報告題目:Tunable Functions in Soft Active Materials Through Design of Microstructures and Instabilities
報告人:Stephan Rudykh 教授(美國威斯康星大學麥迪遜分校)
時間:2019年12月31日(周二)上午9:00
地點:明故宮校區A18-526學術報告廳
主辦單位:機械結構力學及控制國家重點實驗、科協、航空學院
報告內容簡介:
Nature actively uses sophisticated designs of microstructures to achieve astonishing material properties and functionalities. Thus, microstructures give rise to the incredible toughness of mother-of-pearl. Another example is an octopus, an amazingly powerful soft machine created by nature. The creature can squeeze its whole body through an extremely narrow space while preserving a large variety of functionalities. The nature created soft machine comprises highly deformable composites that are characterized by different dynamically tunable microstructures and phase properties, depending on the required functionalities. Indeed, such materials are highly desirable for many applications including human-interactive soft robotics, and novel actuators and sensors, and biomedical devices.
In this presentation, I will specifically focus on the role of microstructures in the overall performance of deformable multifunctional composites. We will explore the behavior of soft electroactive composites that gained the name of “artificial muscles.” These materials can undergo large deformations when excited by external electric fields, making them extremely attractive as multifunctional actuators and sensors. Next, we will discuss a different class of soft magnetoactive materials that can be activated remotely.

========

■ **任務要求**: 請從軟性主動材料學術報告簡介的最後一句之後，接著寫出後續內容。

========

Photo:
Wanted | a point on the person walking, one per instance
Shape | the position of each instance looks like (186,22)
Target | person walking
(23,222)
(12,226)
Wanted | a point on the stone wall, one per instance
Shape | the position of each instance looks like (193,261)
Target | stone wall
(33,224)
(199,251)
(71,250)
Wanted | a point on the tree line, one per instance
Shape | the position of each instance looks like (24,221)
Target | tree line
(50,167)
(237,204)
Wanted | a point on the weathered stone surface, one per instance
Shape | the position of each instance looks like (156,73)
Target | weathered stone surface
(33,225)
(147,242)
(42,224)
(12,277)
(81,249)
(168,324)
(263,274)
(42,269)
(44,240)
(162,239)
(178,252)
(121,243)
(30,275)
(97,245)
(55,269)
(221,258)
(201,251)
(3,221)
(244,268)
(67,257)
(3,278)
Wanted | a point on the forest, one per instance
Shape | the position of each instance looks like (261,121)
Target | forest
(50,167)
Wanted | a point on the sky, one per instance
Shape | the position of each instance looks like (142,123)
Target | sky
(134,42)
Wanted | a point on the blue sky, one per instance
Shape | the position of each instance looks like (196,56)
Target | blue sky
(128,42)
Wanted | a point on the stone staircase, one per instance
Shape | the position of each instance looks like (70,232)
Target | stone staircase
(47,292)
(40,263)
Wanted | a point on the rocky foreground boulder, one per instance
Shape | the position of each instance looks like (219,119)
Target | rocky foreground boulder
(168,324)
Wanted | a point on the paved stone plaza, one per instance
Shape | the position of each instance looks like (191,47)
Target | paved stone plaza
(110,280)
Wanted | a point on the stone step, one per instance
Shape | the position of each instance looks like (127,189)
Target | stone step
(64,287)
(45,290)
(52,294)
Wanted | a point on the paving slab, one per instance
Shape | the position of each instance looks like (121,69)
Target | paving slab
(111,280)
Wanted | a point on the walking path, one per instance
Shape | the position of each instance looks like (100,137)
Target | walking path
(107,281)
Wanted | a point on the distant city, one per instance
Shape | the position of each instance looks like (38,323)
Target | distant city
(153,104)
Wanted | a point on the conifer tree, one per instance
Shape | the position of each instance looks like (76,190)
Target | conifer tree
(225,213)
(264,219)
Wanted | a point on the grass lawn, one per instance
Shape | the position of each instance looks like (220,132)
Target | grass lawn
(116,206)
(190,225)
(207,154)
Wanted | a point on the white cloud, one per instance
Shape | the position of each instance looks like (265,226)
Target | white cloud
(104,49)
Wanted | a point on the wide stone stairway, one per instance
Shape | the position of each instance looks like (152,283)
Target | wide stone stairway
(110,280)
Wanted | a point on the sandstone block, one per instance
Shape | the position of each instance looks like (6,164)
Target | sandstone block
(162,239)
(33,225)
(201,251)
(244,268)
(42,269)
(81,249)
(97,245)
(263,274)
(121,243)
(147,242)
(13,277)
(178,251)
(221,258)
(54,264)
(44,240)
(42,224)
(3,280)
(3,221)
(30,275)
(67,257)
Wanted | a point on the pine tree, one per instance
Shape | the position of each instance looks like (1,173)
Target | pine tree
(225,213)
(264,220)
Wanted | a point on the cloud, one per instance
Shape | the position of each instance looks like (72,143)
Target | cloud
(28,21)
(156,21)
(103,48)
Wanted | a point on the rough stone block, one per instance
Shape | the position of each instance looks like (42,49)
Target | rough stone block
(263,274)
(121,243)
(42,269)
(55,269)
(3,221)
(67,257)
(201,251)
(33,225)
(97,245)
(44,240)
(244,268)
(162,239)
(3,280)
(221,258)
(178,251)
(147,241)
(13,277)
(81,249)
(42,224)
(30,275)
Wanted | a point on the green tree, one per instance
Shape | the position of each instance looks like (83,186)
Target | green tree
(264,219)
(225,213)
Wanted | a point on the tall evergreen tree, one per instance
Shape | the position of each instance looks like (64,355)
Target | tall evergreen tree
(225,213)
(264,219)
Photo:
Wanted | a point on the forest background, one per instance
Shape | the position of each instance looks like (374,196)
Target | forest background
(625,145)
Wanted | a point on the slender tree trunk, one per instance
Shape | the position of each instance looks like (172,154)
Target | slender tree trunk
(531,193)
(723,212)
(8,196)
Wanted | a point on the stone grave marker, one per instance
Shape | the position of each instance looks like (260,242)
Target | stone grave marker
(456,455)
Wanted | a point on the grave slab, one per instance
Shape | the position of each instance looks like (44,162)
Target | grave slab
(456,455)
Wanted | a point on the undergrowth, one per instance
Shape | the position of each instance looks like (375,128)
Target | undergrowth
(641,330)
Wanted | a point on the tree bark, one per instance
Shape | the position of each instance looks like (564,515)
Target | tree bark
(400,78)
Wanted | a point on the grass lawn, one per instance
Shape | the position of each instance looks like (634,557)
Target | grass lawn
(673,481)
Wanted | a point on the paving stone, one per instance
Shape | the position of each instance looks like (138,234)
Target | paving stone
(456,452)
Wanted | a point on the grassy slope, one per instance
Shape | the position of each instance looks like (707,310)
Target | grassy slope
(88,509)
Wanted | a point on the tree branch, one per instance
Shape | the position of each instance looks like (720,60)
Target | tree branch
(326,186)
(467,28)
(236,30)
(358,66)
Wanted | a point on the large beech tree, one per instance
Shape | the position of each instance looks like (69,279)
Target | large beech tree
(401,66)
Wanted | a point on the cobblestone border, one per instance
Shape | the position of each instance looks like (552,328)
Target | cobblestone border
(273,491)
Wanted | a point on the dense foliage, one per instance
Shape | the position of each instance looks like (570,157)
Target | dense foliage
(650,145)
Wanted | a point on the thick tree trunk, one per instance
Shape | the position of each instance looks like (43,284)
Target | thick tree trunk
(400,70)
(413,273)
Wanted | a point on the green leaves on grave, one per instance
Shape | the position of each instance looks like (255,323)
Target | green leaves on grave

========

■ **任務結果**:
We will consider how large deformations, electro and magneto-mechanical couplings, and elastic instabilities can be used to trigger dramatic pattern transformations and control a large variety of functionalities. Recently discovered a new type of instability-induced domain formations in soft composites will be presented.
The analytical and numerical findings, as well as the experimental results of 3D-printed composites, will illustrate the ideas.
報告人簡介:
Stephan Rudykh is an Assistant Professor at the University of Wisconsin Madison. Prior to the appointment, he was on the Technion Faculty, which he joined after his postdoctoral training in Mary Boyce Lab at MIT. Stephan Rudykh gained his Ph.D. from the Ben-Gurion University; he was a visiting graduate student at Caltech (with Prof. Kaushik Bhattacharya) and Harvard (with Prof. Katia Bertoldi). Stephan received his MS and BS from Saint-Petersburg Polytechnical University.
Rudykh’s research focuses on the mechanics and physics of soft microstructured materials including soft active materials, bioinspired materials, switchable functional composites, and biological tissues. He uses a combination of analytical and computational approaches, as well as 3D printing and experiments to understand the nonlinear behavior of these materials.